- RECORDS SUPPLIED
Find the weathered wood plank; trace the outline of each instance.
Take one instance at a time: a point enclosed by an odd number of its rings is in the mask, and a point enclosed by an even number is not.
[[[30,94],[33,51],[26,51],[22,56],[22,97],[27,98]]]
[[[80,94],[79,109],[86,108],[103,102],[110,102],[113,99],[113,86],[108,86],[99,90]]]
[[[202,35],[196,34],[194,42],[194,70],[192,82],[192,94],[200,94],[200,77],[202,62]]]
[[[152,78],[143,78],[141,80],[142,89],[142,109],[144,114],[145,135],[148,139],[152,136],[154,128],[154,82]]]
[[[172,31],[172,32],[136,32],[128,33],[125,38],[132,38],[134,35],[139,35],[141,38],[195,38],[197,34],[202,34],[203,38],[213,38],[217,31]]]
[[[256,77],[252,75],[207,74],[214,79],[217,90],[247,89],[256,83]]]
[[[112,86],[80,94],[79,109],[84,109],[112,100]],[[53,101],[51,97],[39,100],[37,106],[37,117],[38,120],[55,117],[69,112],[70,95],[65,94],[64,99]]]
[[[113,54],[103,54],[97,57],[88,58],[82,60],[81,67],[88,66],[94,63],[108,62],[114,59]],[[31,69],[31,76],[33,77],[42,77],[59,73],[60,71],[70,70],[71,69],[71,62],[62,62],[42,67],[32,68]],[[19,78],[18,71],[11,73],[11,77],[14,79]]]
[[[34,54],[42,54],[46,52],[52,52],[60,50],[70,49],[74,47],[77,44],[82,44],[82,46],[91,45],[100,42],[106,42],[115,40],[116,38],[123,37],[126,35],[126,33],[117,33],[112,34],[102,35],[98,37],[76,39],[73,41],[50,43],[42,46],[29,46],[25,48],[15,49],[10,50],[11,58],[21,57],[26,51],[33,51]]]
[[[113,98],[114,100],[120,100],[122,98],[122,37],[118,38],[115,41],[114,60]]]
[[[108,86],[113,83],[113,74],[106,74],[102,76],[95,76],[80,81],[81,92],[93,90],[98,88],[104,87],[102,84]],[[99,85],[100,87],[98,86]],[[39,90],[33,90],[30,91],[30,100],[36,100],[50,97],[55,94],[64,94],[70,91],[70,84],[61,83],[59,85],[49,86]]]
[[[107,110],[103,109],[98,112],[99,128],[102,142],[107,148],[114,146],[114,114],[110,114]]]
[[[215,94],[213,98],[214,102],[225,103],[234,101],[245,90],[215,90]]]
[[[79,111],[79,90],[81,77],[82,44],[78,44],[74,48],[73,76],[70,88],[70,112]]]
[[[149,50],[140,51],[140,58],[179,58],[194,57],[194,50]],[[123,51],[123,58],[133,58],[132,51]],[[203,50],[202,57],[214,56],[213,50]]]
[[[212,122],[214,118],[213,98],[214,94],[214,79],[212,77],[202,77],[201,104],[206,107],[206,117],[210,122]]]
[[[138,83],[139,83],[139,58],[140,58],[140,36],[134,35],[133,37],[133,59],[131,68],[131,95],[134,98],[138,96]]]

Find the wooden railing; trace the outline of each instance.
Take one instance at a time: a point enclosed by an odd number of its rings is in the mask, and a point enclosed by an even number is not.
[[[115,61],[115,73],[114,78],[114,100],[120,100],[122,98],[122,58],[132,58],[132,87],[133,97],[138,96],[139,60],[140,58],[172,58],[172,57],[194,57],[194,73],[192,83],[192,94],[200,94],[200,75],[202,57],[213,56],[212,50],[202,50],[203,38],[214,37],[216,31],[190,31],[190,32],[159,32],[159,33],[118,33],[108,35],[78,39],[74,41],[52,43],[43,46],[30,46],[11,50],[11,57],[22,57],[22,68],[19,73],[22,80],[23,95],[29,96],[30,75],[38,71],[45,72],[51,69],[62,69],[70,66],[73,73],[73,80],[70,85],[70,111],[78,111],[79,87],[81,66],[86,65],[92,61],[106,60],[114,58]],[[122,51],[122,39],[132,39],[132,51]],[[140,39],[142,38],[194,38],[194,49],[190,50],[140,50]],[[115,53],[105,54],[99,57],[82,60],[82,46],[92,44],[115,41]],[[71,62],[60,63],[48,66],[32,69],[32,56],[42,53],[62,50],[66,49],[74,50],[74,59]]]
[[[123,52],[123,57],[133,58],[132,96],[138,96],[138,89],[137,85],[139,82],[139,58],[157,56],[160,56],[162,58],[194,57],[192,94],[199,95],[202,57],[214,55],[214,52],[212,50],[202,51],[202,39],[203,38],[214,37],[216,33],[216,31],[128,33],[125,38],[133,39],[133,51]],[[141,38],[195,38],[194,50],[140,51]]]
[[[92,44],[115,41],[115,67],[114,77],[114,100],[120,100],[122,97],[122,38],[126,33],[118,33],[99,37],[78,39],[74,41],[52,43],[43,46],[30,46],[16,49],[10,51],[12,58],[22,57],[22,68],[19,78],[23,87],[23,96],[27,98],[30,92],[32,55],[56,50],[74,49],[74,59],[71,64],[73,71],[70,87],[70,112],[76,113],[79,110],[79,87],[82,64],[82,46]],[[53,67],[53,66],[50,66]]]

...

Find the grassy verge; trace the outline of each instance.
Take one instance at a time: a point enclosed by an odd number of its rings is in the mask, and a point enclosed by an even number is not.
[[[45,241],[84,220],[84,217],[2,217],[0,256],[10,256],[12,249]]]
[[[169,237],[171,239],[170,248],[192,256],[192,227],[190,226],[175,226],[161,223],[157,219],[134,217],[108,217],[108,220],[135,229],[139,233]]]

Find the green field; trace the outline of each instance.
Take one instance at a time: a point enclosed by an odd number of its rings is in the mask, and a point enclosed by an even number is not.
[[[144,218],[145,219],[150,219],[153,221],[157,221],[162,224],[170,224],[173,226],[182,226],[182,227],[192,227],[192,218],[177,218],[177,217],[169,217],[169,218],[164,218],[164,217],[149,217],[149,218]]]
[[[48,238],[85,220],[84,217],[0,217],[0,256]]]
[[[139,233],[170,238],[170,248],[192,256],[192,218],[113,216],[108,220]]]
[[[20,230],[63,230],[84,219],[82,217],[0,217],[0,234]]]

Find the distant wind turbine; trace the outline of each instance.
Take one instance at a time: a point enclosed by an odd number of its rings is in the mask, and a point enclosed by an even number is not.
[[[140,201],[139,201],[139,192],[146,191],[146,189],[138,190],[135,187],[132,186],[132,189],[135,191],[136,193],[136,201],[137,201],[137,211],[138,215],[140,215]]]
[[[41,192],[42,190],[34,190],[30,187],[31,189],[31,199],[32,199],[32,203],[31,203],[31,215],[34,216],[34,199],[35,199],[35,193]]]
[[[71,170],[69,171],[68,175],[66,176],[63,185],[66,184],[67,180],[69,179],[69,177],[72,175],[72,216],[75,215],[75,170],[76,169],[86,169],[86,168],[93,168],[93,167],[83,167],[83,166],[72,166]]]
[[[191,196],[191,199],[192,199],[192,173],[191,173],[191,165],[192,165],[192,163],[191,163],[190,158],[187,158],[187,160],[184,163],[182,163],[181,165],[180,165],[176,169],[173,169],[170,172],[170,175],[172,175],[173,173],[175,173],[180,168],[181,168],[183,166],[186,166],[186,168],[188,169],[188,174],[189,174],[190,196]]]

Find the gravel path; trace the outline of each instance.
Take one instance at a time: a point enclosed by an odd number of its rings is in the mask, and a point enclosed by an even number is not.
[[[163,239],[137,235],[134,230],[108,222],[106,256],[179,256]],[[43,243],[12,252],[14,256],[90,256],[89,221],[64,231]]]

- THE EXERCISE
Copy the data word for word, starting at the line that contains "Find the grassy" and going down through the line that contains "[[[45,241],[84,220],[84,217],[2,217],[0,256],[10,256],[12,249]]]", including both of those lines.

- ANSWER TO THIS PROBLEM
Find the grassy verge; trace the outline of each instance.
Take one instance at a time: a point enclosed by an odd number of its rings is in the mask, and a point enclosed by an even number is not.
[[[45,241],[84,220],[84,217],[2,217],[0,256],[10,256],[12,249]]]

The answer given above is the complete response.